┌─ ОТРЫВОК СО СТРАНИЦЫ

IV. Нестилизованные отношения полов

   В дальнейшем мы будем различать просвещенный и фанатичный феминизм и руководствоваться убеждением, что тот, кто идет на уступки фанатичному феминизму, вредит феминизму просвещенному. Просвещенный феминизм относится к славной истории европейского прогресса в осознании идеи свободы. Фанатичный феминизм – это психическая эпидемия, психическое заболевание, распространившееся в массовом порядке в определенных медиа и учреждениях культуры, которые считают его новой формой интеллекта.
   Дух демократии вводит нас в искушение принимать равноправие за однотипность. Для того чтобы не было ни господ, ни рабов, все интерпретируется с целью нивелирования разницы между отцами и сыновьями или мужчинами и женщинами. Именно в отношениях полов Алексис де Токвиль выявил величайшее демократическое заблуждение. Принуждение к равенству полов приводит к обоюдной деградации. И в данном случае Токвиль еще мог восхищаться американской демократией, так как в то время европейская культура призывала к форсированному равенству полов, тогда как американская культура применяла в отношениях полов основной экономический принцип разделения труда[59]. Борьба феминизма направлена именно против разделения труда по половому признаку, чья продуманная продуктивность не подвергалась никакому сомнению Токвилем.
   Фанатичный феминизм ложно понимает равноправие как равенство. Просвещенный феминизм понимает его в виде «как если бы». Политически мы относимся к мужчинам и женщинам так, как будто бы между ними нет никакой разницы. Но то, что здесь игнорируется, не есть ничто. И если это вытесняется, то возвращается уже в искаженном виде: либо в порнографии, либо как «сексуальное домогательство»[60].

└─
┌─ ИСХОДНЫЕ ДАННЫЕ

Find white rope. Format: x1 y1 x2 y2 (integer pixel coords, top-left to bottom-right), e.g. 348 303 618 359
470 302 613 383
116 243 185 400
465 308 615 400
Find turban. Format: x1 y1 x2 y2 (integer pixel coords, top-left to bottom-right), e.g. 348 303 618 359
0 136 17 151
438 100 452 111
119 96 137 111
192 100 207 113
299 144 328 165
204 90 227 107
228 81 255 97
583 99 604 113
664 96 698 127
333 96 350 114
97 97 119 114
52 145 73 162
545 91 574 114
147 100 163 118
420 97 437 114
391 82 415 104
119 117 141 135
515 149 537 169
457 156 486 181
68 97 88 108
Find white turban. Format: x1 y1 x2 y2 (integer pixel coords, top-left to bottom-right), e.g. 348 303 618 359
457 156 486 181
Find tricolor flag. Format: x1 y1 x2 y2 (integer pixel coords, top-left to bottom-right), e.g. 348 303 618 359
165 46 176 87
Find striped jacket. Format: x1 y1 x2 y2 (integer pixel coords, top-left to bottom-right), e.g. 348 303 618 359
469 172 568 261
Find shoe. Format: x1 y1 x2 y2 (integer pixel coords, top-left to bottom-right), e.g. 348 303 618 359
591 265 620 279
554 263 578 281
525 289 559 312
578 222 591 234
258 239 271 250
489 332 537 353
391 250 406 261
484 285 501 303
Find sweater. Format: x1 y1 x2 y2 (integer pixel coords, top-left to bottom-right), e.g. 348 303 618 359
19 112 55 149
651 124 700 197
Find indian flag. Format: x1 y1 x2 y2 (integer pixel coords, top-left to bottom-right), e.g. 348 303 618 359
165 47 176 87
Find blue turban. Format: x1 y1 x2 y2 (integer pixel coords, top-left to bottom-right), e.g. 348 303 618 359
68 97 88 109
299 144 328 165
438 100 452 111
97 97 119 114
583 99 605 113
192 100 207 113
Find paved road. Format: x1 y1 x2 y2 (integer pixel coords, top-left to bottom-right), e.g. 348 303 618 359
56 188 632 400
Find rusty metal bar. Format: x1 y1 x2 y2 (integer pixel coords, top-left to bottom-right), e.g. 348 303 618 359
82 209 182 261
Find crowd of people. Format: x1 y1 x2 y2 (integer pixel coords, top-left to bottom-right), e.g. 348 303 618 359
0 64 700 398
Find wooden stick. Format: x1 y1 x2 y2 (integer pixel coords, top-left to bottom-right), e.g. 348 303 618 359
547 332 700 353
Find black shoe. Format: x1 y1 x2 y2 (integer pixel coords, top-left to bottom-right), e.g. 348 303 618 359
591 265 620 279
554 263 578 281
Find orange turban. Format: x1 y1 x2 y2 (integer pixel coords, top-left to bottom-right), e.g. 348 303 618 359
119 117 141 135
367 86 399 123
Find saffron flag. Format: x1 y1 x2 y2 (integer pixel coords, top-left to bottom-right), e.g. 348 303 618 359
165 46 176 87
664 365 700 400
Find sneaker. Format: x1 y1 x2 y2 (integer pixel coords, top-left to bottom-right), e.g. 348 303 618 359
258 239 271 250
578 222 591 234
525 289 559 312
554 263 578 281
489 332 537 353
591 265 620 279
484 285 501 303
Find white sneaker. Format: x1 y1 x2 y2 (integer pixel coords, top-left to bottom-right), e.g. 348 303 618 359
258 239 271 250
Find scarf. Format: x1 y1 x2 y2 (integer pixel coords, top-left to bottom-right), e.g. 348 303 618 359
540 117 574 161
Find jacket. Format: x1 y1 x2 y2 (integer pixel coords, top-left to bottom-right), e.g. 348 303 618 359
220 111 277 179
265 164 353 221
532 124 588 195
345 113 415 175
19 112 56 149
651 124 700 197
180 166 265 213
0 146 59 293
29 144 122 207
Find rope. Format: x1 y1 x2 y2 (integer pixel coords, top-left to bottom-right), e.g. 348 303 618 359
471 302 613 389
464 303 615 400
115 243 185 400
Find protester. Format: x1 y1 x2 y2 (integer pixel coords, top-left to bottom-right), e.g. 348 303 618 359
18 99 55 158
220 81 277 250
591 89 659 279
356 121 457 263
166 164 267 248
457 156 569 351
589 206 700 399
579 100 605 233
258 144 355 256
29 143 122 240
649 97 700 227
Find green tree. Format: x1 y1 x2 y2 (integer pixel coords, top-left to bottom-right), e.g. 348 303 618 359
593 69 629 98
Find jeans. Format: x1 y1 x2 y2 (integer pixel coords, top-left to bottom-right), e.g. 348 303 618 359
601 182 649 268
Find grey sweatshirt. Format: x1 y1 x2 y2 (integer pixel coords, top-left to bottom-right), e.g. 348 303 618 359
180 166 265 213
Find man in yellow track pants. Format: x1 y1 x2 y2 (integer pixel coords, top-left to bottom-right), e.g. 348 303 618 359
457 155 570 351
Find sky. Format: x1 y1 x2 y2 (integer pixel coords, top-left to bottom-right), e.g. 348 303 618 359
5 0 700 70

└─
┌─ ИСХОДНЫЕ ДАННЫЕ

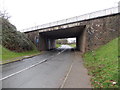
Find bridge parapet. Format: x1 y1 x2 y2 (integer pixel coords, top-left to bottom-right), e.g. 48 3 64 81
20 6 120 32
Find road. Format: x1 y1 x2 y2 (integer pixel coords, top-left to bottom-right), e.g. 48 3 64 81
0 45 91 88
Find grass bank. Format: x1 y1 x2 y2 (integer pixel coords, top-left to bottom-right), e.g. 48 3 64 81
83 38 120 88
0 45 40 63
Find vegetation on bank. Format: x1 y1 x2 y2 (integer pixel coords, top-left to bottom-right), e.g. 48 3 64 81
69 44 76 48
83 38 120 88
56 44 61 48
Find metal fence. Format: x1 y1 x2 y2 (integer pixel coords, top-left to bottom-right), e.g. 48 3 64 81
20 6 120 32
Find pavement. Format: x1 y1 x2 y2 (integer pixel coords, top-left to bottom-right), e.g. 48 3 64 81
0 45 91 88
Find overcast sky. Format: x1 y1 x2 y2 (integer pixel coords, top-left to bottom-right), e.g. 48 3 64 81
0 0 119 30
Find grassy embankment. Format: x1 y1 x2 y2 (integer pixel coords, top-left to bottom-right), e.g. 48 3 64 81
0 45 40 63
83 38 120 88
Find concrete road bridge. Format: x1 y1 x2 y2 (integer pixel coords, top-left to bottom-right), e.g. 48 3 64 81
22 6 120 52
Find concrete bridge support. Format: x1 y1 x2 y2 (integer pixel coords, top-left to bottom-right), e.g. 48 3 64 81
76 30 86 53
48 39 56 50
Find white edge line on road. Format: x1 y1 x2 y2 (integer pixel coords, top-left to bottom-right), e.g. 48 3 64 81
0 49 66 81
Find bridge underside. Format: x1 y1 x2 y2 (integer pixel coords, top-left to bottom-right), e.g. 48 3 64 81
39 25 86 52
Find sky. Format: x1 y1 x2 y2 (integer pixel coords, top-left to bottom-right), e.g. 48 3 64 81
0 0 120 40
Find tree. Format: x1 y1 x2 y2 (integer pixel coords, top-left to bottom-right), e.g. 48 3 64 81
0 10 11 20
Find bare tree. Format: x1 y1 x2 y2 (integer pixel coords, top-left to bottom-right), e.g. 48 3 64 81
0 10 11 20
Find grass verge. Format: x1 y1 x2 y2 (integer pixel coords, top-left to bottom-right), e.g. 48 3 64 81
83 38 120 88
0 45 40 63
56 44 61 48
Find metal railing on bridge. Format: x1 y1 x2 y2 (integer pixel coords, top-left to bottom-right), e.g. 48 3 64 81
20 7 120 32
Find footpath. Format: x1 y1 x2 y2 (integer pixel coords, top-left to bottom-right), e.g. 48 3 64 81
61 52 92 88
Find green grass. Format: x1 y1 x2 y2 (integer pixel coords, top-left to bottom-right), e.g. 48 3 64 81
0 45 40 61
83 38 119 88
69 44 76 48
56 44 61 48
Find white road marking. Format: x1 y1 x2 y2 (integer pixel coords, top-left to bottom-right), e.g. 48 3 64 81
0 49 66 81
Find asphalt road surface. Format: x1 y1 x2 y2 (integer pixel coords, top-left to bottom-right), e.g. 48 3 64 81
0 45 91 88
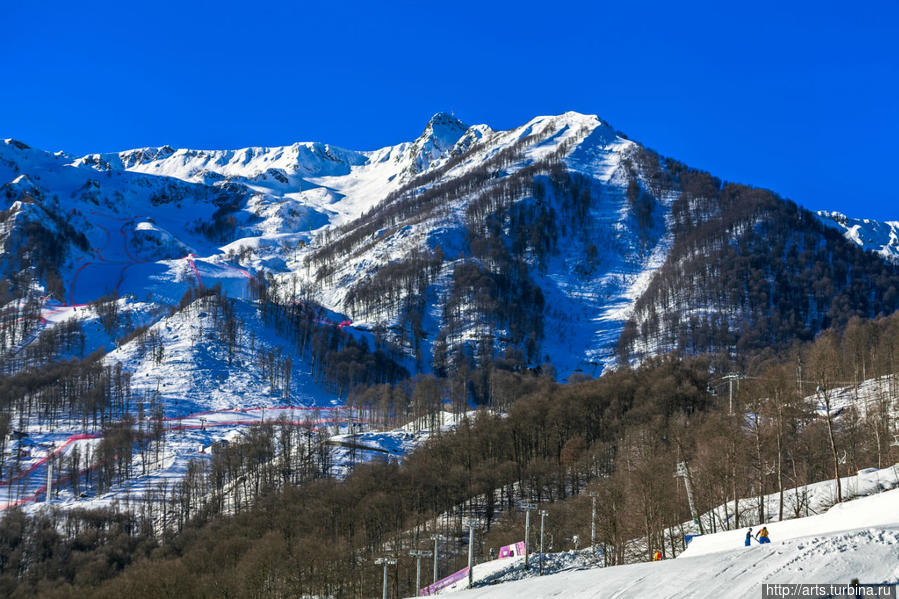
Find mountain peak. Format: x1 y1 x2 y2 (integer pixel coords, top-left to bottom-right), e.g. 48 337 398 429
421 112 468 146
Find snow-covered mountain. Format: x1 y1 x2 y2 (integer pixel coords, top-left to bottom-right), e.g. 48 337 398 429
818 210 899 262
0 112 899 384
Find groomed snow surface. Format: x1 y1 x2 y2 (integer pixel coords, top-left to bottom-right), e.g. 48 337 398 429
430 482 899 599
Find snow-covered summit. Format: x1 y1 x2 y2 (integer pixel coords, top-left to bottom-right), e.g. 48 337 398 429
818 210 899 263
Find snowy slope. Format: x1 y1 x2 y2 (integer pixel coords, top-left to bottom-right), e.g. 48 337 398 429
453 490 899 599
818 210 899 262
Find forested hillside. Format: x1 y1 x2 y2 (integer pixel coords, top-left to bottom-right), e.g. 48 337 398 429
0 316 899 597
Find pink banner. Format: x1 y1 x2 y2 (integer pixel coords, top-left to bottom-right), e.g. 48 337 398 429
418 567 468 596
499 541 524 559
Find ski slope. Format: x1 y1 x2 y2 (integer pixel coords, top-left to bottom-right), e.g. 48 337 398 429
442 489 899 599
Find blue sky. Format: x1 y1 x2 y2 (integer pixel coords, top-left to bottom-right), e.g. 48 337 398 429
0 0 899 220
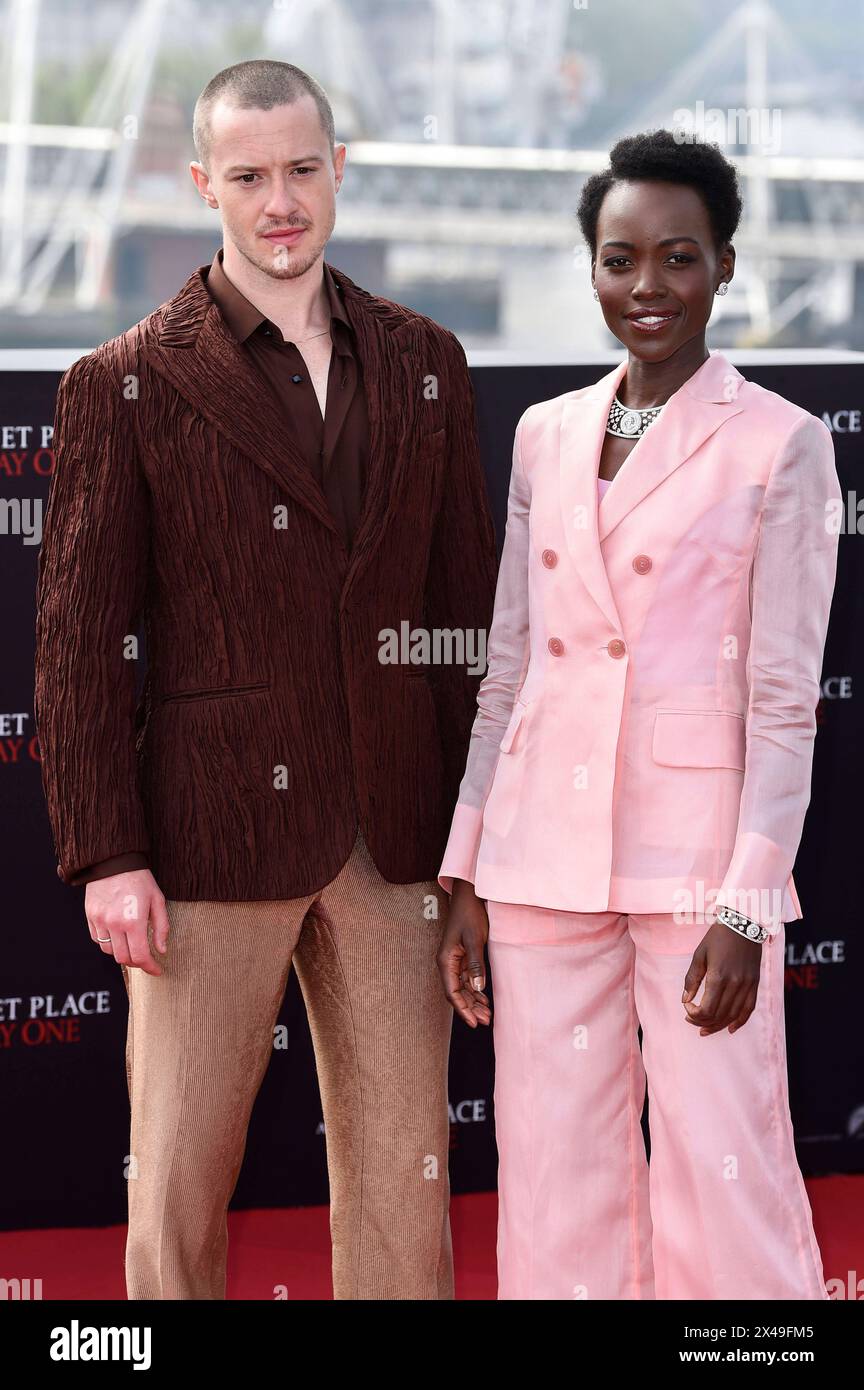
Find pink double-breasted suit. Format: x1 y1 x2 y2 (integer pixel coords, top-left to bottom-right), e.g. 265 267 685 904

└─

### ЗАДАНИЯ
- A) Ответьте по отрывку о феминизме:
(i) К чему относится просвещенный феминизм?
(ii) Какой принцип американская культура применяла в отношениях полов?
(iii) В каком виде возвращается то, что вытесняется?
- B) Выведите без изменений кусок отрывка о феминизме от слов «В дальнейшем мы» до слов «новой формой интеллекта.» включительно.

### ОТВЕТЫ
- A)
(i) К славной истории европейского прогресса в осознании идеи свободы.
(ii) Основной экономический принцип разделения труда.
(iii) В искаженном виде: либо в порнографии, либо как «сексуальное домогательство».

- B)
В дальнейшем мы будем различать просвещенный и фанатичный феминизм и руководствоваться убеждением, что тот, кто идет на уступки фанатичному феминизму, вредит феминизму просвещенному. Просвещенный феминизм относится к славной истории европейского прогресса в осознании идеи свободы. Фанатичный феминизм – это психическая эпидемия, психическое заболевание, распространившееся в массовом порядке в определенных медиа и учреждениях культуры, которые считают его новой формой интеллекта.